begin DATA SHOWN
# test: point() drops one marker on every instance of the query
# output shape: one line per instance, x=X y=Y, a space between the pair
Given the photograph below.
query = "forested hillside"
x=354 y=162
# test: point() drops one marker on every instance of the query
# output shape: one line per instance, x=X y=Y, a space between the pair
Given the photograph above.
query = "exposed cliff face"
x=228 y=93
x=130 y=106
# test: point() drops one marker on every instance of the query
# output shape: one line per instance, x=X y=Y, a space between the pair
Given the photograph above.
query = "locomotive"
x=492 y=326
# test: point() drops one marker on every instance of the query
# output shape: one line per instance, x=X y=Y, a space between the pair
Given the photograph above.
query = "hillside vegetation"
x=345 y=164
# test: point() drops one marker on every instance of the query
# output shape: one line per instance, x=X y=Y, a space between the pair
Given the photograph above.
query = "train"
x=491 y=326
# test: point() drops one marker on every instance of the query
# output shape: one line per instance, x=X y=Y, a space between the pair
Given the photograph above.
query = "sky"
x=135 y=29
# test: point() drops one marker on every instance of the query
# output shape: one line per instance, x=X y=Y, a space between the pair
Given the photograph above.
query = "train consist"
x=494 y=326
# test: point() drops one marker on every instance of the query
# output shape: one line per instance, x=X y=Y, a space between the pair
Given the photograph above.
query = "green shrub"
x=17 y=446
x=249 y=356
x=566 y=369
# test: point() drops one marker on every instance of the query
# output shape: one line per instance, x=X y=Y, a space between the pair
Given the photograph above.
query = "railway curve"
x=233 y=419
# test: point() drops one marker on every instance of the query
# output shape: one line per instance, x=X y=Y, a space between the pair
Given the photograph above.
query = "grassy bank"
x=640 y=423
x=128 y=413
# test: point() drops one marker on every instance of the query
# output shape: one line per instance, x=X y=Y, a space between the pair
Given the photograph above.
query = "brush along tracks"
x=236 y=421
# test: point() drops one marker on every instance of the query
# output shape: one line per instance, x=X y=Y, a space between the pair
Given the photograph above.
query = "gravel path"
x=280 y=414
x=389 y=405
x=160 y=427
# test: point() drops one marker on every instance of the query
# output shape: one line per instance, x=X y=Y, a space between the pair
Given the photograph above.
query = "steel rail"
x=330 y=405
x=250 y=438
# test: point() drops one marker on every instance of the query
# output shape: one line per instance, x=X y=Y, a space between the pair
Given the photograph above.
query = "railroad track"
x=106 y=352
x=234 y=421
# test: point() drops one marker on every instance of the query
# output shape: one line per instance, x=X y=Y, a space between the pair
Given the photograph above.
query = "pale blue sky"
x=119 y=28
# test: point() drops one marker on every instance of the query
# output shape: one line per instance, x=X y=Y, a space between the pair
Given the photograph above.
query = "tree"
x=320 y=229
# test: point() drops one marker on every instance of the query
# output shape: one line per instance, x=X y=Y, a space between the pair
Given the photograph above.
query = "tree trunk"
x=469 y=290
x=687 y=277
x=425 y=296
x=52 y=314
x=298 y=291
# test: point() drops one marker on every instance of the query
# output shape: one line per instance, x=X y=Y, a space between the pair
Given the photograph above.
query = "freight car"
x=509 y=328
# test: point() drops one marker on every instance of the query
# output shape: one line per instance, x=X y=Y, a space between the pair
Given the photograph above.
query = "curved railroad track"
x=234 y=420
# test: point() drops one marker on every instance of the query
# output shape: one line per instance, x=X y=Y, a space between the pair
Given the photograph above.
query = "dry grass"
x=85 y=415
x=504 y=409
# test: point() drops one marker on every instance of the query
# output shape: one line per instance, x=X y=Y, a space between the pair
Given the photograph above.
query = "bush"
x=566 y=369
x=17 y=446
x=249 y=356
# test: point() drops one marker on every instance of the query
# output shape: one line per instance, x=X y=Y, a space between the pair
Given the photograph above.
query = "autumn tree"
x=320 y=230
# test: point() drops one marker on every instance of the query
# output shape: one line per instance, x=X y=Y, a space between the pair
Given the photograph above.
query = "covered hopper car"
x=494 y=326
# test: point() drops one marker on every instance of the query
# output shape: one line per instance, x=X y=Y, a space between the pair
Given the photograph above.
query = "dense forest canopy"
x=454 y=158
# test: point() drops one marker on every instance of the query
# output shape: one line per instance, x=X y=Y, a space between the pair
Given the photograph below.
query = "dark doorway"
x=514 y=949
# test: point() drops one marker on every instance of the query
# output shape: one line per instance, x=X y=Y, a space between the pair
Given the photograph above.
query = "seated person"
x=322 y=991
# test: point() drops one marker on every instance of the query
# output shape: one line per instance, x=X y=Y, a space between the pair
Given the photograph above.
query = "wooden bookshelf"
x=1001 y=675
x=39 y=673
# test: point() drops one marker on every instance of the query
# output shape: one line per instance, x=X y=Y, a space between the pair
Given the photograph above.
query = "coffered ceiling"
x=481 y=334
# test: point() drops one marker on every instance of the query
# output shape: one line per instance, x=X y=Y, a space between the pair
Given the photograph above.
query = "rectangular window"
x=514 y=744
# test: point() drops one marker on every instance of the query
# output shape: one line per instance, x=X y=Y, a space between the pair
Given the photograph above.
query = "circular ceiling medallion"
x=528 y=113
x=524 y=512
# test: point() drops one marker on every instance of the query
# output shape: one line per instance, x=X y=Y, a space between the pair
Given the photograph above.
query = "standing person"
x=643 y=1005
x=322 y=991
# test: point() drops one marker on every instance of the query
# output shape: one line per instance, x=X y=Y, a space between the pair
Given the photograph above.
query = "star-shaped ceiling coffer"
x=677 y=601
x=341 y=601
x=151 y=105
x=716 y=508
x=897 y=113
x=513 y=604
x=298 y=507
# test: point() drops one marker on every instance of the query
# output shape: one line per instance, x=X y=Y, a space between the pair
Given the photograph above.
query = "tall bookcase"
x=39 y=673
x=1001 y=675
end DATA SHOWN
» REQUIRED WORK: Turn every line of the material above into a JSON list of strings, one string per line, skipping any blank lines.

» FULL SOLUTION:
[
  "# test: point() drops one marker on every instance of the query",
  "# output shape: one line per instance, x=X y=Y, a space between the pair",
  "Given the photograph below.",
  "query = \"forested hillside\"",
  "x=354 y=162",
  "# test: point() drops one marker on every instance of the query",
  "# output shape: one line per instance, x=X y=Y, a space between the pair",
  "Given the photograph above.",
  "query = \"exposed cliff face\"",
  "x=228 y=93",
  "x=130 y=106",
  "# test: point() drops one marker on every instance of the query",
  "# output shape: one line per instance, x=X y=Y, a space between the pair",
  "Given the photograph above.",
  "query = \"locomotive\"",
  "x=492 y=326",
  "# test: point() drops one marker on every instance of the query",
  "# output shape: one line per instance, x=X y=Y, a space between the pair",
  "Given the photograph above.",
  "query = \"hillside vegetation\"",
  "x=345 y=164",
  "# test: point() drops one marker on every instance of the query",
  "# output shape: one line per instance, x=X y=Y, a space between the pair",
  "Given the photograph above.",
  "query = \"train\"",
  "x=491 y=326",
  "# test: point() drops one marker on every instance of the query",
  "# output shape: one line per instance, x=X y=Y, a space between the pair",
  "Given the photograph above.",
  "query = \"sky\"",
  "x=135 y=29",
  "# test: point() drops one marker on every instance of the query",
  "# output shape: one line per instance, x=X y=Y, a space between the pair",
  "Given the photograph above.",
  "query = \"train consist\"",
  "x=494 y=326",
  "# test: point() drops one marker on every instance of the query",
  "# output shape: one line per instance, x=X y=Y, a space between the pair",
  "Given the photograph above.",
  "query = \"green shrub\"",
  "x=17 y=446",
  "x=249 y=356",
  "x=566 y=369",
  "# test: point() drops one marker on every instance of the query",
  "# output shape: one line per instance, x=X y=Y, a space between the pair",
  "Given the photograph above.",
  "query = \"railway curve\"",
  "x=233 y=419",
  "# test: point() drops one marker on every instance of the query",
  "# output shape: one line per instance, x=X y=Y, a space between the pair",
  "Given the photograph above.",
  "query = \"grassy bank\"",
  "x=640 y=423",
  "x=128 y=413",
  "# test: point() drops one marker on every instance of the query",
  "# output shape: one line per instance, x=X y=Y, a space between the pair",
  "Given the photograph above.",
  "query = \"brush along tracks\"",
  "x=236 y=421",
  "# test: point() drops one marker on every instance of the query",
  "# output shape: one line per instance, x=X y=Y, a space between the pair",
  "Given the photograph above.",
  "query = \"gravel path\"",
  "x=280 y=414",
  "x=389 y=405",
  "x=160 y=427",
  "# test: point() drops one marker on every instance of the query",
  "# output shape: one line per instance, x=X y=Y, a space between the pair",
  "Given the photograph above.",
  "query = \"steel rail\"",
  "x=330 y=405",
  "x=250 y=438",
  "# test: point() drops one marker on every instance of the query",
  "# output shape: one line per instance, x=X y=Y, a space between the pair",
  "Given the photograph above.",
  "query = \"railroad track\"",
  "x=106 y=352",
  "x=234 y=421",
  "# test: point() drops one marker on every instance of the query",
  "# output shape: one line per instance, x=X y=Y, a space between the pair",
  "Given the photograph above.",
  "query = \"pale blue sky\"",
  "x=119 y=28",
  "# test: point() drops one marker on every instance of the query",
  "# output shape: one line per instance, x=X y=Y, a space between the pair",
  "Given the photograph above.",
  "query = \"tree\"",
  "x=320 y=229",
  "# test: point() drops one marker on every instance of the query",
  "# output shape: one line per instance, x=X y=Y, a space between the pair",
  "Given the photograph above.",
  "query = \"tree trunk\"",
  "x=469 y=290",
  "x=687 y=277",
  "x=425 y=296",
  "x=52 y=314",
  "x=298 y=291",
  "# test: point() drops one marker on every instance of the query",
  "# output shape: one line per instance, x=X y=Y, a space between the pair",
  "Given the photograph above.",
  "query = \"freight car\"",
  "x=509 y=328",
  "# test: point() drops one marker on every instance of the query",
  "# output shape: one line per instance, x=X y=Y, a space between the pair",
  "Given the photograph above.",
  "query = \"curved railroad track\"",
  "x=234 y=420",
  "# test: point() drops one marker on every instance of the query",
  "# output shape: one line per instance, x=X y=Y, a space between the pair",
  "Given the photograph above.",
  "query = \"dry grass\"",
  "x=85 y=415",
  "x=504 y=409",
  "# test: point() drops one marker on every instance of the query",
  "# output shape: one line per instance, x=X y=Y, a space between the pair",
  "Given the photograph above.",
  "query = \"bush\"",
  "x=566 y=369",
  "x=17 y=446",
  "x=249 y=356",
  "# test: point() drops one marker on every instance of the query",
  "# output shape: one line per instance, x=X y=Y, a space between the pair",
  "Given the photograph above.",
  "query = \"autumn tree\"",
  "x=320 y=230",
  "# test: point() drops one marker on every instance of the query",
  "# output shape: one line per instance, x=X y=Y, a space between the pair",
  "Given the photograph above.",
  "query = \"covered hopper car\"",
  "x=494 y=326",
  "# test: point() drops one marker on every instance of the query",
  "# output shape: one line per instance, x=X y=Y, a space between the pair",
  "Given the photograph above.",
  "query = \"dense forest canopy\"",
  "x=454 y=158",
  "# test: point() drops one marker on every instance of the query",
  "# output shape: one line per instance, x=X y=Y, a space between the pair",
  "Given the photograph below.",
  "query = \"dark doorway\"",
  "x=514 y=949",
  "# test: point() drops one marker on every instance of the query",
  "# output shape: one line per instance, x=X y=Y, a space between the pair",
  "Given the photograph above.",
  "query = \"seated person\"",
  "x=322 y=991",
  "# test: point() drops one marker on every instance of the query",
  "# output shape: one line per instance, x=X y=Y, a space between the pair",
  "Given the photograph above.",
  "query = \"wooden bookshelf\"",
  "x=1001 y=675",
  "x=39 y=673",
  "# test: point() drops one marker on every instance of the query",
  "# output shape: one line per instance, x=X y=Y, a space between the pair",
  "Given the photograph above.",
  "query = \"coffered ceiling\"",
  "x=481 y=334",
  "# test: point() drops one marker on every instance of the query",
  "# output shape: one line per instance, x=X y=Y, a space between the pair",
  "Given the photograph above.",
  "query = \"rectangular window\"",
  "x=514 y=744",
  "# test: point() drops one marker on every instance of the query",
  "# output shape: one line per instance, x=X y=Y, a space between the pair",
  "Given the photograph above.",
  "query = \"circular ceiling medallion\"",
  "x=528 y=113",
  "x=524 y=512",
  "# test: point() drops one marker on every instance of the query",
  "# output shape: one line per instance, x=X y=Y, a space between the pair",
  "Given the photograph above.",
  "query = \"standing person\"",
  "x=643 y=1005",
  "x=322 y=991",
  "# test: point() drops one marker on every instance of the query",
  "# output shape: one line per instance, x=X y=Y, a space between the pair",
  "Given the photograph above.",
  "query = \"star-shaped ceiling coffer\"",
  "x=677 y=601",
  "x=341 y=601",
  "x=151 y=105",
  "x=716 y=508",
  "x=897 y=113",
  "x=513 y=604",
  "x=298 y=507",
  "# test: point() drops one marker on every instance of the query",
  "# output shape: one line per instance, x=X y=Y, a space between the pair",
  "Given the photograph above.",
  "query = \"tall bookcase\"",
  "x=39 y=673",
  "x=1001 y=675"
]